Work to be completed -> The listing is to be printed word for word, pictures omitted.

□ □ □ □

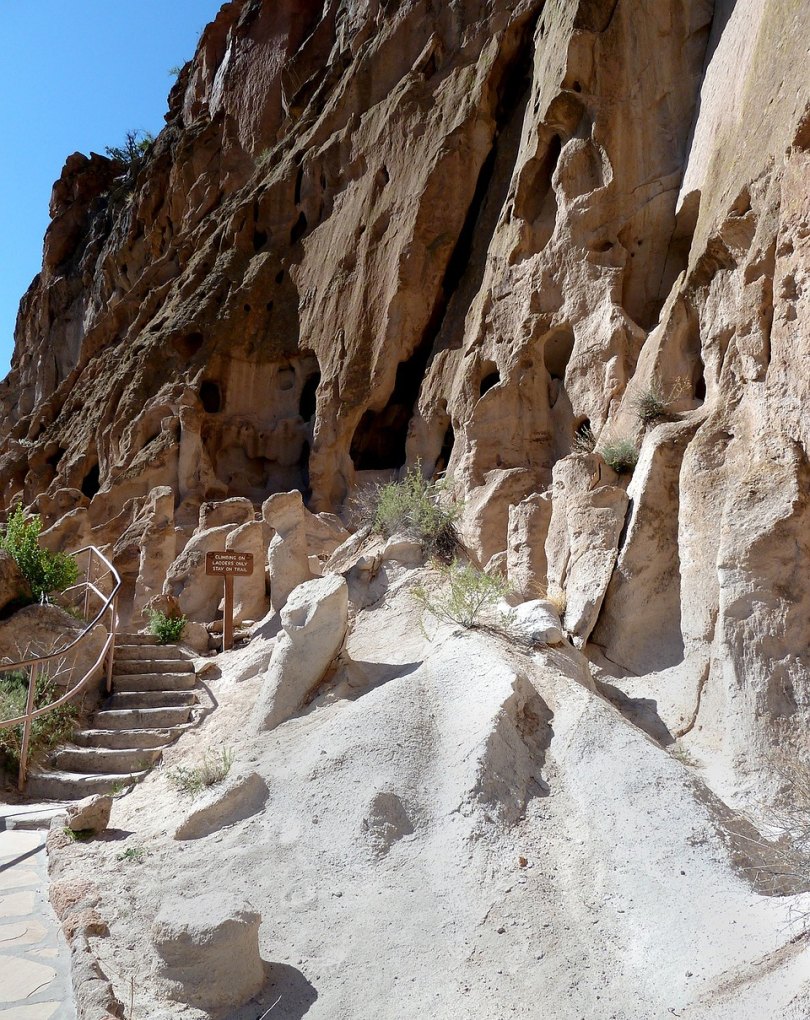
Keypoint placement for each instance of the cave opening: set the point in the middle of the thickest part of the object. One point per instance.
(92, 481)
(557, 352)
(491, 377)
(211, 397)
(446, 452)
(308, 400)
(378, 441)
(299, 228)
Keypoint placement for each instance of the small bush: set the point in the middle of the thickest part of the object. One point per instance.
(653, 404)
(417, 508)
(44, 570)
(136, 145)
(47, 730)
(621, 455)
(213, 769)
(584, 440)
(166, 628)
(465, 595)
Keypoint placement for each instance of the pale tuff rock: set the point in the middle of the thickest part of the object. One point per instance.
(538, 622)
(250, 598)
(314, 621)
(587, 520)
(92, 814)
(235, 800)
(288, 555)
(525, 552)
(197, 595)
(209, 951)
(12, 583)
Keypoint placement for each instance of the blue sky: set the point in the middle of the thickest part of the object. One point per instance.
(74, 75)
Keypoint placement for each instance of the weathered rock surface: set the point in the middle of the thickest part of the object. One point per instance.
(483, 238)
(238, 798)
(209, 951)
(92, 814)
(13, 585)
(314, 621)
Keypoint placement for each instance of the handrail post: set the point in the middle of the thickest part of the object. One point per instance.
(87, 581)
(113, 631)
(27, 725)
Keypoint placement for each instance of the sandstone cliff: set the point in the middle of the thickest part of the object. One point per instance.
(495, 238)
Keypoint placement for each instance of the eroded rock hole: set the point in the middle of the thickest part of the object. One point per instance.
(447, 450)
(211, 397)
(92, 481)
(188, 346)
(308, 400)
(299, 230)
(54, 458)
(557, 352)
(378, 442)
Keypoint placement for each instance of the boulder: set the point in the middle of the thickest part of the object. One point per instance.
(314, 622)
(288, 556)
(538, 621)
(250, 597)
(90, 815)
(13, 585)
(209, 952)
(238, 510)
(525, 551)
(238, 798)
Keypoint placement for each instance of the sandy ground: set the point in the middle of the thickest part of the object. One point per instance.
(457, 827)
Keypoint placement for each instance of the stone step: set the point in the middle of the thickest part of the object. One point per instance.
(56, 784)
(104, 760)
(142, 718)
(136, 640)
(164, 652)
(128, 740)
(155, 681)
(128, 667)
(149, 699)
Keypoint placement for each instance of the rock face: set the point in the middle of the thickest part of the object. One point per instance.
(487, 238)
(13, 585)
(209, 951)
(314, 621)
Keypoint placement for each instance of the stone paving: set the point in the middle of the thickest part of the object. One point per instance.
(35, 962)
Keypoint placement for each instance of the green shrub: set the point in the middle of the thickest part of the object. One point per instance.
(44, 570)
(136, 145)
(584, 439)
(621, 455)
(417, 508)
(653, 404)
(466, 593)
(213, 769)
(166, 628)
(47, 730)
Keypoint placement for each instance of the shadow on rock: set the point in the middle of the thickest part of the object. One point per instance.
(287, 995)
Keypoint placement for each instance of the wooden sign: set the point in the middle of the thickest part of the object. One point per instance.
(229, 565)
(222, 564)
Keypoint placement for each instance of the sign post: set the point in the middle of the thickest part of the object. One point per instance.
(229, 565)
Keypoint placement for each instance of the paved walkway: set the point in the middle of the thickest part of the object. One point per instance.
(35, 968)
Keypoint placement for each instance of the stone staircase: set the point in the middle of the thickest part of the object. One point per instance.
(153, 701)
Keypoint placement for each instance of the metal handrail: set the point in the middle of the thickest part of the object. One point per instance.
(37, 663)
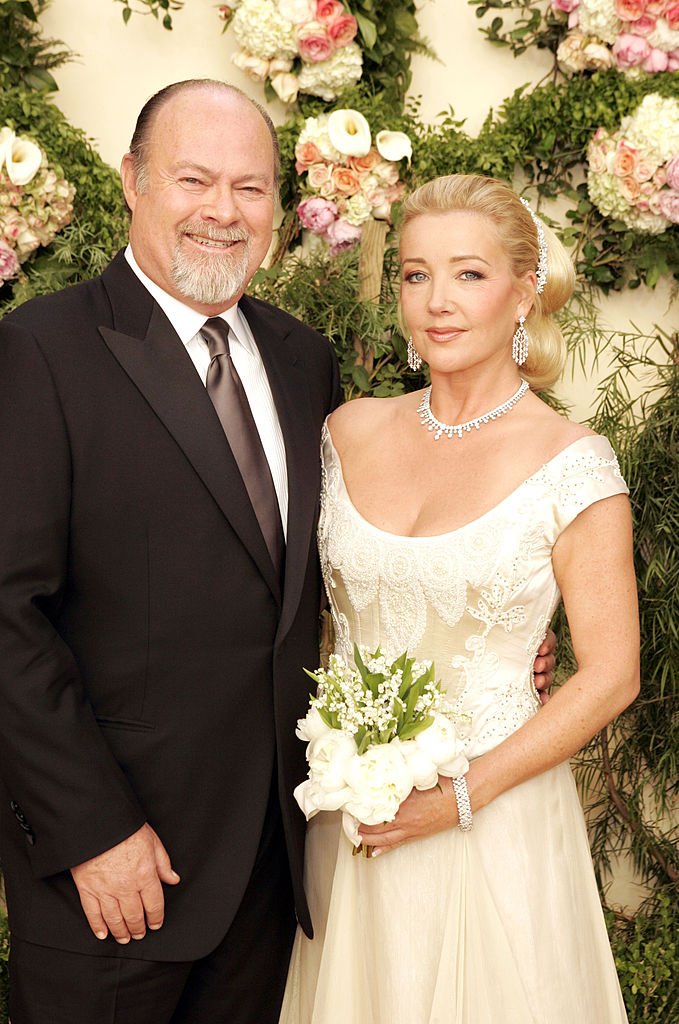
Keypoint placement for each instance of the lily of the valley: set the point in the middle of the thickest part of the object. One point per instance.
(349, 132)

□ □ □ □

Output ->
Keypoint placement for each instance of the cave opening: set the point in the middle of the thickest part of the object. One point per instance.
(92, 481)
(557, 352)
(491, 377)
(211, 397)
(446, 452)
(308, 400)
(378, 441)
(299, 228)
Keypoint placement for each instance of the small bush: set the point in the middle of the thickest part of the object. One point per instance.
(653, 404)
(417, 508)
(44, 570)
(136, 145)
(47, 730)
(621, 455)
(213, 769)
(584, 440)
(166, 628)
(465, 595)
Keypoint placement for each instance of the pale tuff rock: set the point in the middle of the thickest part of the object. One point per instance.
(538, 622)
(250, 598)
(314, 621)
(587, 520)
(92, 814)
(235, 800)
(288, 555)
(525, 552)
(197, 595)
(209, 951)
(12, 583)
Keypoint placement for each instance of the blue sky: set the point in the middle of the thickest part of the object. One point per instance.
(74, 75)
Keypoint placement for each instance of the weathered rock surface: set the point in the middle of the thickest part of the object. One point per instance.
(483, 238)
(238, 798)
(209, 951)
(92, 814)
(13, 585)
(314, 621)
Keypoint placement for each instance of the handrail post: set the point in the middle of the thickest part of the object. One point per instance.
(87, 581)
(113, 631)
(27, 725)
Keypoint placement for each instance of the sandstone cliff: set the point in the middle of the thickest part of the object. One point per instance.
(495, 238)
Keypoint placement for each instance of the eroded rock hole: set the point in the middle of the thickest part of the object. One point per instance.
(447, 450)
(211, 397)
(92, 481)
(188, 346)
(308, 400)
(299, 230)
(54, 458)
(557, 352)
(378, 442)
Keypoint placement for each instance of the boulder: set the point in the middle of the thickest part of the object. One point per instance.
(314, 622)
(288, 556)
(538, 621)
(250, 597)
(90, 815)
(13, 585)
(209, 952)
(238, 510)
(525, 551)
(238, 798)
Keypoint placement for each instance of the sandy ground: set the point in the middle of the thickest part of the object. One point per instance.
(457, 827)
Keypoint placement for each instance of the stone step: set the point in the middle of the thickest part of the object. One point per instance.
(56, 784)
(104, 760)
(142, 718)
(136, 640)
(164, 652)
(128, 740)
(155, 681)
(128, 667)
(149, 699)
Keypoint placement for each instance of the rock face: set the point in the middle of the thickest part of the object. One point per instance.
(487, 238)
(13, 585)
(209, 951)
(314, 621)
Keypoint placement for each instance of the stone paving: set the point in the middle of the thickest part of the object. One point per instance.
(35, 962)
Keypoint placement for each instance of the green shrub: set the point in the middle of the thickest part of the object. One point per instance.
(44, 570)
(136, 145)
(584, 439)
(621, 455)
(417, 508)
(653, 404)
(466, 593)
(213, 769)
(166, 628)
(47, 730)
Keypoint placement for each instance of the shadow on rock: set the point in the middle of the thickest part of the object. One point per instance.
(287, 995)
Keypoint placement for each instance of the wooden sign: set the point in the middle of the thickest part of the object. One point per instance.
(229, 565)
(222, 564)
Keypoint placement for each instance of the sign post: set the point in the middle of the thickest part of the object. One point per instance.
(229, 565)
Keypoint placement for each instance of the paved walkway: set the point in the middle of the thickest part of the object. One point per instance.
(35, 968)
Keypoint placement for each instance of the stone staircase: set the point in the middle of the thickest part of the object. One point per instance.
(153, 701)
Keypoint placement for each instance of the metal handrail: set the point in the middle of the thickest part of the object. One point per instance.
(37, 663)
Keypoint placement for each instance of the lily of the valley: set the point in the middle of the thickest part of the object. One point per instance.
(349, 132)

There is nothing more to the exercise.